__Work to complete__
Below are the records. Retype exactly the lines between the lines holding "Target: glowing lamp light" and "Reviewer note: check that each instance of the closed", inclusive.

Records from a data source
──────────
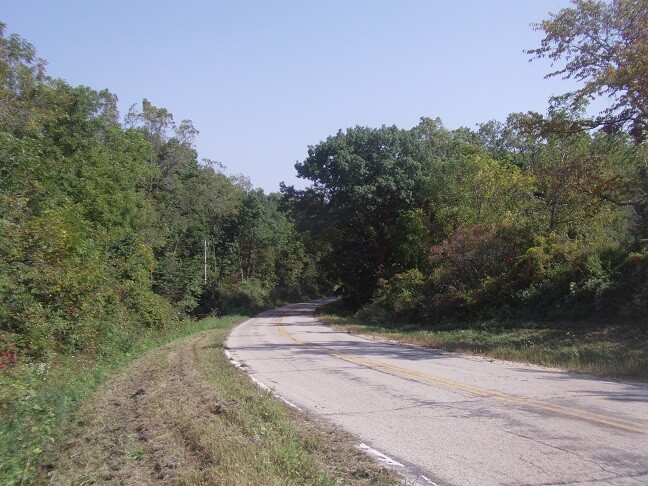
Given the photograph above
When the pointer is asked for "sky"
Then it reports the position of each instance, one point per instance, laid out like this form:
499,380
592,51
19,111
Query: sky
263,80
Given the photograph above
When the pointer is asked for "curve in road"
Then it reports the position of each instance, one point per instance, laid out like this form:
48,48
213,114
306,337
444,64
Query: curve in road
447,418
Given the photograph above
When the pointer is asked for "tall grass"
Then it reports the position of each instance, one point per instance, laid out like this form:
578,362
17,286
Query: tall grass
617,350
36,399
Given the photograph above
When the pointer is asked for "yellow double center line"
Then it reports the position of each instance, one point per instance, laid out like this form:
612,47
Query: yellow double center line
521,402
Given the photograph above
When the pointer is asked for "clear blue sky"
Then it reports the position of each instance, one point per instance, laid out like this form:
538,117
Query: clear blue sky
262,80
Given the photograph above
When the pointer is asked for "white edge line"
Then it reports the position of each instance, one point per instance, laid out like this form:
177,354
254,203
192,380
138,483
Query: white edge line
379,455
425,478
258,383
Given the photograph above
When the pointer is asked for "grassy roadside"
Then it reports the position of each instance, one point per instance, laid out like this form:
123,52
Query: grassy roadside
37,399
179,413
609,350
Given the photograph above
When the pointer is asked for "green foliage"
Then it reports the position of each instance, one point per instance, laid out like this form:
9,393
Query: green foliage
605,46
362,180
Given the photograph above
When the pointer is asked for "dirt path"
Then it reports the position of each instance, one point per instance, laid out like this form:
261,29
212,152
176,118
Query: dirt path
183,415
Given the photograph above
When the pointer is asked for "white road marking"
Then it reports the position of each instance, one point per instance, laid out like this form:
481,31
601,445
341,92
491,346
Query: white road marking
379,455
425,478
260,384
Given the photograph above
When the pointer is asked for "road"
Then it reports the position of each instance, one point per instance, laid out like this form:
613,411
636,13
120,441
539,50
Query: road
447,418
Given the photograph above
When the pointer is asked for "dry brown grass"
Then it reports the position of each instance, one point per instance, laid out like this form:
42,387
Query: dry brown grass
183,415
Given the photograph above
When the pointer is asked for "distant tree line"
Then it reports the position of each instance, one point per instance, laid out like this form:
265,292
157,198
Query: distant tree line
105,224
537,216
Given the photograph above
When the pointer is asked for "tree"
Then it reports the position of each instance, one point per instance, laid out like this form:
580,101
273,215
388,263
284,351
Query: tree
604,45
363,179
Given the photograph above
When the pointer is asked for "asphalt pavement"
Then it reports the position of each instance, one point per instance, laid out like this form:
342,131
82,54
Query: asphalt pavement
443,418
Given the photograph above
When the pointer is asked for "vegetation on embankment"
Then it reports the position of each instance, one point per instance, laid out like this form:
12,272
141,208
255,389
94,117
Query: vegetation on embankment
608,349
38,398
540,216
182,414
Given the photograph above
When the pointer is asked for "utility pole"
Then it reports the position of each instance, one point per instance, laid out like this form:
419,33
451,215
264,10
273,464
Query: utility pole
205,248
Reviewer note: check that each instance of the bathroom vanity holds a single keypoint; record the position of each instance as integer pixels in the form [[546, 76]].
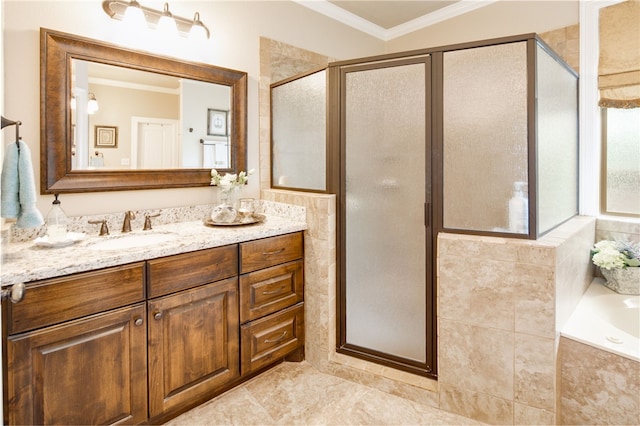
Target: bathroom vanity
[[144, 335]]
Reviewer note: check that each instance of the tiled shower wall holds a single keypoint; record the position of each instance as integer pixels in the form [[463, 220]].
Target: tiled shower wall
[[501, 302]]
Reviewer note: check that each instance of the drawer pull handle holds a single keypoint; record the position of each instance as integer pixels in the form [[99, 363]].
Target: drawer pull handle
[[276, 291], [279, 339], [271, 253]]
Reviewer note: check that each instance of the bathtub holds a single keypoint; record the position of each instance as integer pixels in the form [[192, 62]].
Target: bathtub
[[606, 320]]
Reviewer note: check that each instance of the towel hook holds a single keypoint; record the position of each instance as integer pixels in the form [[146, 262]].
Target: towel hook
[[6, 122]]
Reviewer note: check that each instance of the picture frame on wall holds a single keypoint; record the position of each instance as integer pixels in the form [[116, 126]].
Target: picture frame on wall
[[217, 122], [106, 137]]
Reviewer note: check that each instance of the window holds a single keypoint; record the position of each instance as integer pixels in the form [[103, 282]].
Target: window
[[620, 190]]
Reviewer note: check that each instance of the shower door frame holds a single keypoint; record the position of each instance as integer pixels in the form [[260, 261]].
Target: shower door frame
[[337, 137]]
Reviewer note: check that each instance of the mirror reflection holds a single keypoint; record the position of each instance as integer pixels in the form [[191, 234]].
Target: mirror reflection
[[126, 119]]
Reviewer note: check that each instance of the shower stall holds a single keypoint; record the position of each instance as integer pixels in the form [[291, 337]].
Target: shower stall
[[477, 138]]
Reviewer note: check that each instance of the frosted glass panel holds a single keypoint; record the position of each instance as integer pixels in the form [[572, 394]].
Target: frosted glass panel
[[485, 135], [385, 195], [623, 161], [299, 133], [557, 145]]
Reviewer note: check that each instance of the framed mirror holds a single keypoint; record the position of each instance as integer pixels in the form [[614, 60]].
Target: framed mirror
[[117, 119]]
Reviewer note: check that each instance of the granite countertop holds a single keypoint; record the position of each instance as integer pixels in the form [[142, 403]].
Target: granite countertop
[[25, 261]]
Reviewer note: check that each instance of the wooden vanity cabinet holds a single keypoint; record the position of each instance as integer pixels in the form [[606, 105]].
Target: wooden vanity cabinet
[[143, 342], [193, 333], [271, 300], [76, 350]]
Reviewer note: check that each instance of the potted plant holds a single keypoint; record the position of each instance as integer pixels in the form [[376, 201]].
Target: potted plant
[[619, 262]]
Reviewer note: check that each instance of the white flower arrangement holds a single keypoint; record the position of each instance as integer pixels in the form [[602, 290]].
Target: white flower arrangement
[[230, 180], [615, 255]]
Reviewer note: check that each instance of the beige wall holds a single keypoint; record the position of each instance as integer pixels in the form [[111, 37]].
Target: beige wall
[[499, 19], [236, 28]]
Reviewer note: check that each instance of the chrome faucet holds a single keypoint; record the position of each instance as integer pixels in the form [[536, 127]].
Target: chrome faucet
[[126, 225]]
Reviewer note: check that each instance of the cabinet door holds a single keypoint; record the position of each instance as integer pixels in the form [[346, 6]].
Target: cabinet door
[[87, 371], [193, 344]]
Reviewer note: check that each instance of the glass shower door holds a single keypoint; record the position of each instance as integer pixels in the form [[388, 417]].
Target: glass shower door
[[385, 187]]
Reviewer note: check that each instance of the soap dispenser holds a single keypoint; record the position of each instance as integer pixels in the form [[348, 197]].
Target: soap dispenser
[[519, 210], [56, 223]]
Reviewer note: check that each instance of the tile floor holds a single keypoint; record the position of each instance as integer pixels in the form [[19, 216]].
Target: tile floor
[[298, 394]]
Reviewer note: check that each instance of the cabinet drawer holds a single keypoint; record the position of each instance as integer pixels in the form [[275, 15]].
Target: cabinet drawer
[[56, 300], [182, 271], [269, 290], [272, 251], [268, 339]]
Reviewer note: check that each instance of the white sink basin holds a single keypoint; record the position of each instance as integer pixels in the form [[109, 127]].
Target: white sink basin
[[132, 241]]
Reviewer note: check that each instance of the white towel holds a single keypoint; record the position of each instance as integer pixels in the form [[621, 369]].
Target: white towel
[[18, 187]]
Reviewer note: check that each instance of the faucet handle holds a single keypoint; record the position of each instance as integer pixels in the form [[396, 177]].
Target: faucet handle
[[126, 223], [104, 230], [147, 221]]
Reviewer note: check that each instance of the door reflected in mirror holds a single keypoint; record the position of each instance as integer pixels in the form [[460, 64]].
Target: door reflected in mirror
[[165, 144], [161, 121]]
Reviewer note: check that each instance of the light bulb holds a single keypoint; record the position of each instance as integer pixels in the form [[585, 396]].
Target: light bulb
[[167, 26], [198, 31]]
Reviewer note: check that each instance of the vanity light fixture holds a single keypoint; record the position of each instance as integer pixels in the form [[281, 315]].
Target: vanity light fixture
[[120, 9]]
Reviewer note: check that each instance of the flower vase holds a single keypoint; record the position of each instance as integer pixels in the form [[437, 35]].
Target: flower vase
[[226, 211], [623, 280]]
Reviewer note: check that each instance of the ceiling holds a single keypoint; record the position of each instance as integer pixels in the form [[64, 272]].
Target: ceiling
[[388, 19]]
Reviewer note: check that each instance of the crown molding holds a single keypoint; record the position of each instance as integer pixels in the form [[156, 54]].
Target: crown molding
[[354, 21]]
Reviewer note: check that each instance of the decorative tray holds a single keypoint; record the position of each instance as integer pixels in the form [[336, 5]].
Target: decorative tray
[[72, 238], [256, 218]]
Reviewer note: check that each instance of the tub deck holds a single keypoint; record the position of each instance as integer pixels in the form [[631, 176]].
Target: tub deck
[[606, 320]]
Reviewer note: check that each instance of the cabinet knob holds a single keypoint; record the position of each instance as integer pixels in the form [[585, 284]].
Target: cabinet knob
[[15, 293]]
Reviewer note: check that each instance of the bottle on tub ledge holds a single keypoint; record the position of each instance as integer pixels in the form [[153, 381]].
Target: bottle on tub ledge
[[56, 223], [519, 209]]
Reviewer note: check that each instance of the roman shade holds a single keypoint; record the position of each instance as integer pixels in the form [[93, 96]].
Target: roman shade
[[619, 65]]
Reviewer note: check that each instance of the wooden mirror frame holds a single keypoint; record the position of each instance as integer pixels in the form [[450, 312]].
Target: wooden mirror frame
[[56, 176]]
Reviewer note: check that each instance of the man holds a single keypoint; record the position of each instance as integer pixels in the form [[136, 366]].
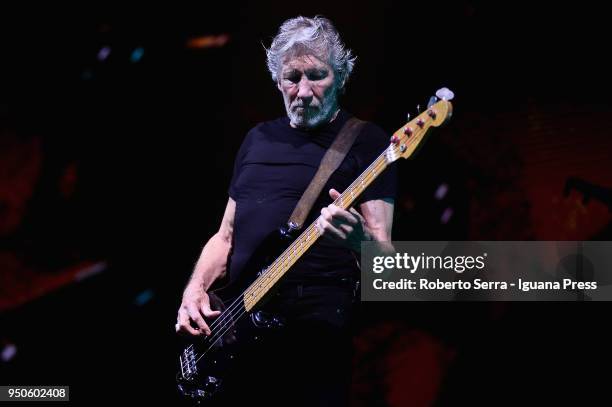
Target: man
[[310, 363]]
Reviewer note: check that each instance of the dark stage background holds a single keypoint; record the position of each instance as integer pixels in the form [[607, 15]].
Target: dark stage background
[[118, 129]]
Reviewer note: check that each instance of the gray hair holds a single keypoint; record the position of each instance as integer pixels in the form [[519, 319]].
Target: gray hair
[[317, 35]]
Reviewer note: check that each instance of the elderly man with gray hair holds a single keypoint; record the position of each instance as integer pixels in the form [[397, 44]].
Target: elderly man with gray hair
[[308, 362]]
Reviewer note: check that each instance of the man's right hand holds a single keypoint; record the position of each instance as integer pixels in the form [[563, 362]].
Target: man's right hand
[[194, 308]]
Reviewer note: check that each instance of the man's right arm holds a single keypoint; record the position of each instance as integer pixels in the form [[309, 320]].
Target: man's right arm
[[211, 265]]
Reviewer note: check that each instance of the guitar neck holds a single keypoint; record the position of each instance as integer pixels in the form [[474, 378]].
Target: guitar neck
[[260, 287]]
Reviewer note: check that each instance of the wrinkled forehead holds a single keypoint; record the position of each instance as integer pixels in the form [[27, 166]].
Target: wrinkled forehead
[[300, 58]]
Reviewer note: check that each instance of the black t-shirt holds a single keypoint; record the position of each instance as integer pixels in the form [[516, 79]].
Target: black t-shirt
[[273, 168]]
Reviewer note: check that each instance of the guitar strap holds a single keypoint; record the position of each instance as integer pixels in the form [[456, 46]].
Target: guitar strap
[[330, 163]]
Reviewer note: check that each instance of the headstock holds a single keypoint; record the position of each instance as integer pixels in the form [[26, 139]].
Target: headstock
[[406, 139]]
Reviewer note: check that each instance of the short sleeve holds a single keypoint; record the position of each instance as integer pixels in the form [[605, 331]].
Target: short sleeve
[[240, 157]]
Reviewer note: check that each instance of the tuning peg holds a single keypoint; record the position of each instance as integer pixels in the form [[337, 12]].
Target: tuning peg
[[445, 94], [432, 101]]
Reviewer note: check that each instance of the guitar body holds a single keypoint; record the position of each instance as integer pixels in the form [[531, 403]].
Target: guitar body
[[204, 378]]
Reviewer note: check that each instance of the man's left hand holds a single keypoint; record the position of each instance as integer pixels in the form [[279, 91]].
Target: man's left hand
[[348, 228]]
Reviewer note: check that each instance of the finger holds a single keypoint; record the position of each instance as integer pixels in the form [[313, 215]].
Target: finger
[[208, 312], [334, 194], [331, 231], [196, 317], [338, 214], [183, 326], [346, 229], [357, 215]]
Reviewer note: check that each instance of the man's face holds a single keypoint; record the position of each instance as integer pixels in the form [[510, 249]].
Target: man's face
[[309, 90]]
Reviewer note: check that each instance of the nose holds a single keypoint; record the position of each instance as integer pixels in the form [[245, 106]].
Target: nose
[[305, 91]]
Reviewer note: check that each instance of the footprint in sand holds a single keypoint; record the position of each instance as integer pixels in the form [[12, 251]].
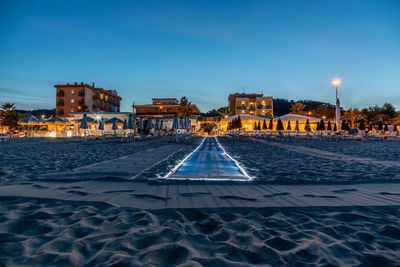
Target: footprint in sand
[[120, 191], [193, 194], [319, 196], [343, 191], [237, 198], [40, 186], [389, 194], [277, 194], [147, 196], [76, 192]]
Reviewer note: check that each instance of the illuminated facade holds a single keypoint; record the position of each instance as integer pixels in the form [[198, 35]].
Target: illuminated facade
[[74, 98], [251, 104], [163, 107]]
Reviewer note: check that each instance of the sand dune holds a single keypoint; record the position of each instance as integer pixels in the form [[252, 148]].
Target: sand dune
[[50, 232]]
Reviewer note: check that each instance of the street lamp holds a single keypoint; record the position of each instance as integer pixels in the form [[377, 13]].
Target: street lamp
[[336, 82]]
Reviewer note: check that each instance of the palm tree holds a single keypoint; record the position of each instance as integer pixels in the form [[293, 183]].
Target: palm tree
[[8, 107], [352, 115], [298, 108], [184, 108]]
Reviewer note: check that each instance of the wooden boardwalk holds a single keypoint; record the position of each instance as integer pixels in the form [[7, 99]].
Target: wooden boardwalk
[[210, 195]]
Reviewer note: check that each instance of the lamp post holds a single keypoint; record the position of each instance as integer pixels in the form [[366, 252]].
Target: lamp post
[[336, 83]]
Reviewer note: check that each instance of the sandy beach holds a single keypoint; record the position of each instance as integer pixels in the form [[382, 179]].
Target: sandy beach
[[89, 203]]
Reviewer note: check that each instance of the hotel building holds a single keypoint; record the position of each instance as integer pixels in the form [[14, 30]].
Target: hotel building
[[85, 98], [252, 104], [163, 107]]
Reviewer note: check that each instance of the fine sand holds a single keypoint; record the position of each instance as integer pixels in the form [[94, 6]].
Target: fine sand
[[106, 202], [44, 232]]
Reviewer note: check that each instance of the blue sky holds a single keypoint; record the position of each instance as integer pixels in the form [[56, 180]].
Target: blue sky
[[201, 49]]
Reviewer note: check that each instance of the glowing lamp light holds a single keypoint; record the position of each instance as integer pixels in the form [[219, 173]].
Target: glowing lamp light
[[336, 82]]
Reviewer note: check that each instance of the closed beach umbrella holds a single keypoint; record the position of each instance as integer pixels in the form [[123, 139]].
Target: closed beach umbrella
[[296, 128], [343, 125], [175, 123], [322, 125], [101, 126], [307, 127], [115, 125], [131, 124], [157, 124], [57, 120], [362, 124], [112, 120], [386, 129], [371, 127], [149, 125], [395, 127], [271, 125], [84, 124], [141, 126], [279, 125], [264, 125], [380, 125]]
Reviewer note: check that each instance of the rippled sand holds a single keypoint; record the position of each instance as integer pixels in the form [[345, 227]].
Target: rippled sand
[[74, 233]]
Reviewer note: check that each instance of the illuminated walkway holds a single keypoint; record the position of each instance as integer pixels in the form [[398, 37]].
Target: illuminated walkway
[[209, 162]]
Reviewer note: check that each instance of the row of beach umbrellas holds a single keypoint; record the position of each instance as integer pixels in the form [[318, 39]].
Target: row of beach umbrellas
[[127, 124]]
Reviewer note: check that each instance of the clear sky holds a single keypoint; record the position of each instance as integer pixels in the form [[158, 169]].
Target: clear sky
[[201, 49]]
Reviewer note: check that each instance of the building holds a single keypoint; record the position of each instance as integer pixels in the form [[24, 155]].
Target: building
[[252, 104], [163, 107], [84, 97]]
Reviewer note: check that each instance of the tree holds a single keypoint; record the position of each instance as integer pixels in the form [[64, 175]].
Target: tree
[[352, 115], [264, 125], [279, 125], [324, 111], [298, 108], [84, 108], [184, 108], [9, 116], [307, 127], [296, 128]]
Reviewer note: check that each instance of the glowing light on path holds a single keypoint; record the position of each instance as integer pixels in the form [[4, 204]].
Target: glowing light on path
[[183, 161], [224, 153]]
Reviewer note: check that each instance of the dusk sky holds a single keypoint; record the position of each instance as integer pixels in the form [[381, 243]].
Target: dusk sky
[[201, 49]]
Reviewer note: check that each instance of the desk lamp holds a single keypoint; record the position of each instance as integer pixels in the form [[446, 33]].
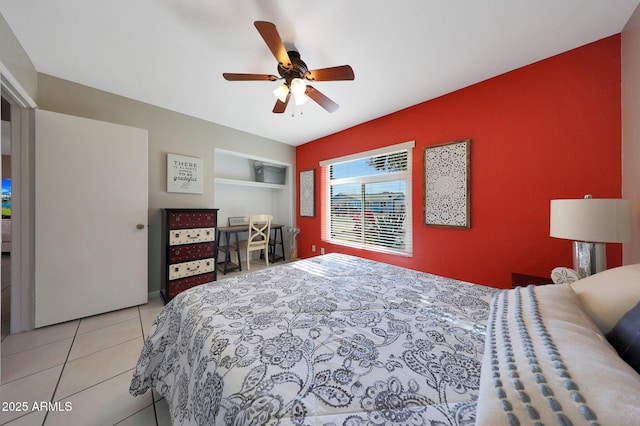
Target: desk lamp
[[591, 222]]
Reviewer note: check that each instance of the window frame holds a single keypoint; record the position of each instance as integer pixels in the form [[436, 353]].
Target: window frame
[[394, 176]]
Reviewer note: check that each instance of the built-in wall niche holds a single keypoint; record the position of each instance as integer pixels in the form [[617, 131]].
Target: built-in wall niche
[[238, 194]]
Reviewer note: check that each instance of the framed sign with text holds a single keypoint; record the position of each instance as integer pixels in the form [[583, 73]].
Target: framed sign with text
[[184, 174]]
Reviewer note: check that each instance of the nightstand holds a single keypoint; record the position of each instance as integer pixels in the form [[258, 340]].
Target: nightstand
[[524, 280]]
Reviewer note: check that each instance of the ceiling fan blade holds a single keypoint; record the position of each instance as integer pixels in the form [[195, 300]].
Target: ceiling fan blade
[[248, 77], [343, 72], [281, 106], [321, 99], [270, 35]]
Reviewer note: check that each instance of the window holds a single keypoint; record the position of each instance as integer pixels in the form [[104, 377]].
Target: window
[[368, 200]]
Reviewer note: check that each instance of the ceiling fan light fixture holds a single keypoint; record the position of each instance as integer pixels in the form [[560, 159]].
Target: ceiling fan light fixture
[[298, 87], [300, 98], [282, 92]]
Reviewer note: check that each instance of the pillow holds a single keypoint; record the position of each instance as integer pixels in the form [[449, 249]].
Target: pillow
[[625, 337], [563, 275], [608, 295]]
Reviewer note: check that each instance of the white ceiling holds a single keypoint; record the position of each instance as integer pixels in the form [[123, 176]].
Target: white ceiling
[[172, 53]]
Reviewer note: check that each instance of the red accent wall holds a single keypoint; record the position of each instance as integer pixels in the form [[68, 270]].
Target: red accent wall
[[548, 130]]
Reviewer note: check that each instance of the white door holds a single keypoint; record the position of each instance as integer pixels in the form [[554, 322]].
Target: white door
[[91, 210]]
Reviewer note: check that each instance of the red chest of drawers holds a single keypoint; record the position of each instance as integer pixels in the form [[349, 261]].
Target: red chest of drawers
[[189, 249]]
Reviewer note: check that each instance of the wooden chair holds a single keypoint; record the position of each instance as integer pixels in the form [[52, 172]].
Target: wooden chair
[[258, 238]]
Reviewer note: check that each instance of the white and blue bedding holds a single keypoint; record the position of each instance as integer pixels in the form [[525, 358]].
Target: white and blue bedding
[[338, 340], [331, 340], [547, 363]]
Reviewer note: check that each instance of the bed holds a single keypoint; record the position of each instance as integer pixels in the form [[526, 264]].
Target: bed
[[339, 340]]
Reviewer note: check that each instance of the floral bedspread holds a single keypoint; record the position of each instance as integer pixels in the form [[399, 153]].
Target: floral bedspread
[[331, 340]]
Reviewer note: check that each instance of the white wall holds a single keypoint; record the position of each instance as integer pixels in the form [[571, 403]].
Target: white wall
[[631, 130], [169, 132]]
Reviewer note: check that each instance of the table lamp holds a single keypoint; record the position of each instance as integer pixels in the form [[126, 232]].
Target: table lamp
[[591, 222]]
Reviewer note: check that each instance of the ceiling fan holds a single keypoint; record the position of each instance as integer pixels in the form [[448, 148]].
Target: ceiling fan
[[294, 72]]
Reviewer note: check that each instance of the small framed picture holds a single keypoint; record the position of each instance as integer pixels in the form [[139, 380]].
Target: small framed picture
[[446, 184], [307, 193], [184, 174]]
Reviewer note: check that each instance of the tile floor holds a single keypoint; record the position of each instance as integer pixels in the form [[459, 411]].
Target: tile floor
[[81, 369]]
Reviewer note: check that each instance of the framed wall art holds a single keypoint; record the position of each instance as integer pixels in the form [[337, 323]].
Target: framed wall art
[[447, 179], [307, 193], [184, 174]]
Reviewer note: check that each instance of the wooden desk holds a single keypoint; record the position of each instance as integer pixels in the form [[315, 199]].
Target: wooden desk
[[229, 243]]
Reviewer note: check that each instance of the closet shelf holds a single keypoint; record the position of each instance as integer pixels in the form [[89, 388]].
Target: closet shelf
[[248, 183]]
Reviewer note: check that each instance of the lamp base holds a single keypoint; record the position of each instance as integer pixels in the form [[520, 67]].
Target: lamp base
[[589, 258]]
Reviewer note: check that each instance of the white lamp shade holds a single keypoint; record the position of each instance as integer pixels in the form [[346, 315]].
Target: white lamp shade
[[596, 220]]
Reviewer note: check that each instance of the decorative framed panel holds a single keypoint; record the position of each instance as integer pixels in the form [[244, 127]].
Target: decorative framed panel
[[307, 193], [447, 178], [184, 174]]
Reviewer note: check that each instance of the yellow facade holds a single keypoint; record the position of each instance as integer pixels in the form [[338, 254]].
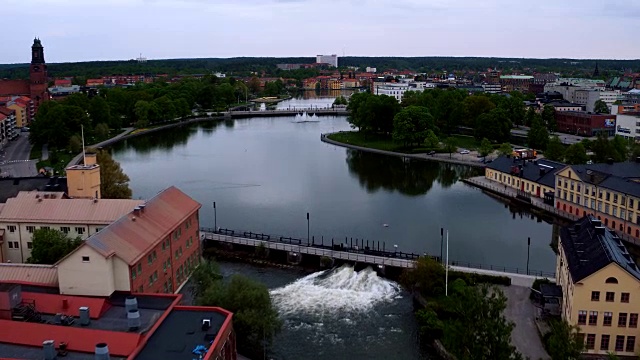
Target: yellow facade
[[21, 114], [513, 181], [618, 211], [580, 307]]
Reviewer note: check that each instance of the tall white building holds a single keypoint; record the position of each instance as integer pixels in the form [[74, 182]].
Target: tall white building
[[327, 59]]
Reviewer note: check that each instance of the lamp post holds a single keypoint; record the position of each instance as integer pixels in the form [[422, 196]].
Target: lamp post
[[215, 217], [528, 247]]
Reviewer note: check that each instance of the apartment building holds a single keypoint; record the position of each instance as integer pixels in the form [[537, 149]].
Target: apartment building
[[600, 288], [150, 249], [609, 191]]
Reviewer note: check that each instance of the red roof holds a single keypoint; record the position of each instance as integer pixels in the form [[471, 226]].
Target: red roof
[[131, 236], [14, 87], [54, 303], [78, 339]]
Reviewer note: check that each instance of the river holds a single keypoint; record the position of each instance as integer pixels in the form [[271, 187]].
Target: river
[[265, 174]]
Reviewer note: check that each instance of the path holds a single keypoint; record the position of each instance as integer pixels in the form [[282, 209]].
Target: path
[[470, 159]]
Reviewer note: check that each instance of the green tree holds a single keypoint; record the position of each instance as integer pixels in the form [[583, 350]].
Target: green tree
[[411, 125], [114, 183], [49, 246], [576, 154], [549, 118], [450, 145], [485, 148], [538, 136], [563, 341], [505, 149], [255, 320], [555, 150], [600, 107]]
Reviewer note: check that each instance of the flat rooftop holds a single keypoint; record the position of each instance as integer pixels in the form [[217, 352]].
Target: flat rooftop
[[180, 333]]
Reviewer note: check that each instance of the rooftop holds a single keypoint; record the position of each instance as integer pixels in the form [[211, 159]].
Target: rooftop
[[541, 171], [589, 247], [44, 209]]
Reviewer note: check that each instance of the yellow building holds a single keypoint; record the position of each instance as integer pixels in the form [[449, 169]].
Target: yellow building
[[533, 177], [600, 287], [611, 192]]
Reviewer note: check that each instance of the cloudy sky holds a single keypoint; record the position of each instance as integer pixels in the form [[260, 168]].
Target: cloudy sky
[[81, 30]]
──────────
__Solution__
Target: glowing lamp light
[[336, 82]]
Reviewer note: check that each instance of the closed beach umbrella holds a single keypoint; record the position of each instance as integer pixels in the form [[123, 139]].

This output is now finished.